# Passage for review
--- START ---

Global Health Interest Group Sponsoring Fundraiser for Students
Sixteen medical students and four faculty members from the University of Arizona College of Medicine – Phoenix will leave in May for a weeklong trip to the Dominican Republic, where they will provide health care to more than 100 patients each day in rural communities.
The trip is offered twice per year with the goal of establishing a primary care clinic in several villages and create a relationship with the local health care system and doctors. The next trip is scheduled for May 27 to June 3.
“This is such an eye-opening experience for students to see how poor other parts of the world can be,” said Global Health faculty mentor and College of Medicine – Phoenix professor Dawn Barcellona, MD. “A trip like this allows students to see how difficult it can be for some people to access medical care in other parts of the world. They see first-hand that patients have real illnesses and real issues that they can’t access care for because they lack adequate resources.”
David Beyda, MD, director of the Global Health Program and chair and professor in the Department of Bioethics and Medical Humanism at the College, has been organizing trips to the Dominican Republic since 2010.
Medical students who travel to the Dominican Republic must pay for their own travel. The trip costs about $1,500 per student.
The Global Health Interest Group also has its annual fundraiser April 7 at the Rock Bar, 4245 N. Craftsman Court, Scottsdale, 85251. The Flippin’ Switches will perform and doors will open at 7:00 p.m. Money raised will be used to help send medical students on the trip.

--- END ---

# Input data
--- START ---

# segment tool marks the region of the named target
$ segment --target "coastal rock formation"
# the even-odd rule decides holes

--- END ---
--- START ---

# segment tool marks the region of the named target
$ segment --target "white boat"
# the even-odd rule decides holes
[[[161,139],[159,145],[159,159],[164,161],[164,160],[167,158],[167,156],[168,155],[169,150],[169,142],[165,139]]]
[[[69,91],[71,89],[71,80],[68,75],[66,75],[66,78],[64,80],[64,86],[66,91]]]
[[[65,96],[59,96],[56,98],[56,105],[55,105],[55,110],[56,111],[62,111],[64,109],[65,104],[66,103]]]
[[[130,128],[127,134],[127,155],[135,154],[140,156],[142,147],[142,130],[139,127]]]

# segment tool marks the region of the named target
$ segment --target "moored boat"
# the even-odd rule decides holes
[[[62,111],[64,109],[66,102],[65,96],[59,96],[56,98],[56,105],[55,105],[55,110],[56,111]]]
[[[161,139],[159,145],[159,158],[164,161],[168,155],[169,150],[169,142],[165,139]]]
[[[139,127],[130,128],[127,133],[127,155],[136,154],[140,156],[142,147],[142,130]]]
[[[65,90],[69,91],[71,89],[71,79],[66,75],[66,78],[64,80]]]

--- END ---
--- START ---

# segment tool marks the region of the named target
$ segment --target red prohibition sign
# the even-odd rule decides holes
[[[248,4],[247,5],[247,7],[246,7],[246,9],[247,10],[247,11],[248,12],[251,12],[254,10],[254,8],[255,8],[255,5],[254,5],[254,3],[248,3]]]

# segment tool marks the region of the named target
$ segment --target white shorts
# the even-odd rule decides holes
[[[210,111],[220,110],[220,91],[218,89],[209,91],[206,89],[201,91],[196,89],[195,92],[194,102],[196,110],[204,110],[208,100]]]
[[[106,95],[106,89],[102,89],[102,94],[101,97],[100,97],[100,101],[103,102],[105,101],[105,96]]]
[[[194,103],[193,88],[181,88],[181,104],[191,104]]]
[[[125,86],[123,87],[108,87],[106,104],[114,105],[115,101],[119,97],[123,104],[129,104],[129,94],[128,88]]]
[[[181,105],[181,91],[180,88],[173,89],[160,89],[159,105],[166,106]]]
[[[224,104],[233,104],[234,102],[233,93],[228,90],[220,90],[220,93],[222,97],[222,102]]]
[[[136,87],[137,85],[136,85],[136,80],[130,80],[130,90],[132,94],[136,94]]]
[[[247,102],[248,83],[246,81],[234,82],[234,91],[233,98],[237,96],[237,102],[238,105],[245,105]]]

--- END ---

# Things to do
(1) Reproduce the Global Health fundraiser article, everything from "Global Health Interest Group Sponsoring" down to "27 to June 3.".
(2) In the Global Health fundraiser article, about how much does the Dominican Republic trip cost each student?
(3) Write what comes next in the Global Health fundraiser article, picking up after its final sentence.

# Answers in order
(1)
Global Health Interest Group Sponsoring Fundraiser for Students
Sixteen medical students and four faculty members from the University of Arizona College of Medicine – Phoenix will leave in May for a weeklong trip to the Dominican Republic, where they will provide health care to more than 100 patients each day in rural communities.
The trip is offered twice per year with the goal of establishing a primary care clinic in several villages and create a relationship with the local health care system and doctors. The next trip is scheduled for May 27 to June 3.

(2) About $1,500 per student.

(3)
During the Dominican Republic trip, students travel to four farming villages, or bateys, where they set up mobile clinics in community buildings and backyards. Students in triage take vitals such as blood pressure, pulse, temperature, height and weight. They then take patient histories, perform physical exams and dispense medications in a pharmacy. Teams of students and faculty also conduct home visits for patients unable to travel to the clinic.
Second-year medical and public health student Leslie Appleton, who traveled to the Dominican Republic in the fall of 2016, said the residents were so grateful to have someone listen to them.
“They didn't care if we couldn't cure them, they were appreciative that we were just there,” she said. “It really reminded me of why I want to go into medicine and how much of an impact we can have on someone's life. Some of the best experiences coming out of the trip were things as simple as giving a patient a pair of reading glasses, so they could see clearly again. It's really special to get to see that and know that you were a part of that.”
The trips, which are open to all medical students, are organized by the student-run Global Health Interest Group. Priority is given to students in the Global Health Certificate of Distinction program, as it is required for these students to travel abroad on one of the program’s trips during their first- or second-year.
Second-year medical student Brandon Ford is one of the students working toward a Global Health Certificate of Distinction. He traveled to the Dominican Republic in the fall.
“My favorite part of the trip was going out into the bateys and helping everyone and anyone in need regardless of social status, age or sex,” Ford said. “To have two different patients who complained of headaches from vision-related issues leave with the biggest grins on their faces because they could finally see properly, or when we did school physicals to over 150 children who — whether sick or healthy — came in happy and jovial, it’s these experiences that I think truly shape what type of physicians we are going to be.”
Dr. Barcellona said that, from a physician perspective, the greatest experience for the students is getting to listen to patients and provide care to the world’s most needy.
“Our students get to take the time to listen to their stories and make them feel cared for, loved and respected as a human,” she said.